TRECHO CITADO:

____________

A peça adota uma perspectiva crítica e otimista, abandonando
o horizonte sombrio da tragédia, para instaurar um amor que
recusa as superstições, apoiando-se na sua própria
força.
Transposta do Teatro São Pedro para o São Paulo Chic,
o espetáculo aprofunda o caminho da popularidade. Programa
que o autor desenvolve levando Quando
as Máquinas Param no Sindicato do Têxteis, a
preços mais acessíveis. E o público não
sofisticado recebe melhora situação dramática
do texto. Revigora-se o conflito entre a jovem grávida que
deseja a todo custo preservar o filho e o marido que, desempregado
e sem esperanças, a golpeia no ventre a fim de evitar o seu
nascimento. A marca de sinceridade e inquietação atinge
o público.
O diretor Osmar Rodrigues Cruz encomendou a Plínio Marcos
uma peça sobre Noel Rosa, para inaugurar em 1977 o ótimo
Teatro Popular do Sesi, na Avenida Paulista. Infelizmente, O
Poeta da Vila e Seus Amores, qualificado pelo autor como
roteiro, não correspondeu à expectativa. O texto contenta-se,
freqüentemente, com flashes e esboços, quando as exigências
dramáticas impunham um desenvolvimento da história.
Sente-se a falta de maior número de informações
e até a polêmica entre Noel e Wilson Batista, que ocupa
tempo apreciável do espetáculo, permanece solta, sem
justificativa plausível. Plínio se dá melhor
com a própria vivência, não se sentindo à
vontade com um compositor mesmo tão popular?
As características peculiares do dramaturgo reaparecem em
Signo da Discothéque, encenada em 1979. O título sugere
logo a postura contra a moral (ou falta dela) nascida nas discotecas.

____________

DADOS EXTRAÍDOS:
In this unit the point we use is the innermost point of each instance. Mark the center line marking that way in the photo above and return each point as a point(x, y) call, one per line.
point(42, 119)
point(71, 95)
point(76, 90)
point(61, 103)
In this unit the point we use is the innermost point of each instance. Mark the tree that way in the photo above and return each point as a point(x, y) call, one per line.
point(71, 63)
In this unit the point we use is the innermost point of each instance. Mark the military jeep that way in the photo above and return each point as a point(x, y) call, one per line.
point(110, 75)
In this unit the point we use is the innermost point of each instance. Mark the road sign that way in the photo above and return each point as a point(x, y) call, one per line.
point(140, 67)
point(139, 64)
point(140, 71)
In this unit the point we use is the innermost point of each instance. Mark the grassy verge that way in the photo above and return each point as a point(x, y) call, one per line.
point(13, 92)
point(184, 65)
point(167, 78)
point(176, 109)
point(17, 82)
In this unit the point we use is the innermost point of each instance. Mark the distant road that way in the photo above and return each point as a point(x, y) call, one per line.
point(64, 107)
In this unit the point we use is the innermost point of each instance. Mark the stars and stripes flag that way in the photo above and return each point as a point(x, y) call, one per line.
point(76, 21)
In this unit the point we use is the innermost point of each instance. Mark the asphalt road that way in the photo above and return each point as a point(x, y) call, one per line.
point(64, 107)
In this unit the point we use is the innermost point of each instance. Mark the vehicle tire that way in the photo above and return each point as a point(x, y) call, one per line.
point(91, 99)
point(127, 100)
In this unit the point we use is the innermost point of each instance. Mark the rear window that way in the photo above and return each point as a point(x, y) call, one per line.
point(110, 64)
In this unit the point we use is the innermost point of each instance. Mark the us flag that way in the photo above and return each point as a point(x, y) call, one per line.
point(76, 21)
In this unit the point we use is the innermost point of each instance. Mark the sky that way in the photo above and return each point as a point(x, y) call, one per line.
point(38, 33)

____________

AÇÕES A REALIZAR:
**1.** De acordo com o trecho citado, em que avenida se situa o Teatro Popular do Sesi?
**2.** Atualize o trecho citado, começando em "O diretor Osmar" e prosseguindo até "mesmo tão popular?", com "apreciável" substituído por "considerável".

RESPOSTAS POR TAREFA:
**1.** Na Avenida Paulista.

**2.**
O diretor Osmar Rodrigues Cruz encomendou a Plínio Marcos
uma peça sobre Noel Rosa, para inaugurar em 1977 o ótimo
Teatro Popular do Sesi, na Avenida Paulista. Infelizmente, O
Poeta da Vila e Seus Amores, qualificado pelo autor como
roteiro, não correspondeu à expectativa. O texto contenta-se,
freqüentemente, com flashes e esboços, quando as exigências
dramáticas impunham um desenvolvimento da história.
Sente-se a falta de maior número de informações
e até a polêmica entre Noel e Wilson Batista, que ocupa
tempo considerável do espetáculo, permanece solta, sem
justificativa plausível. Plínio se dá melhor
com a própria vivência, não se sentindo à
vontade com um compositor mesmo tão popular?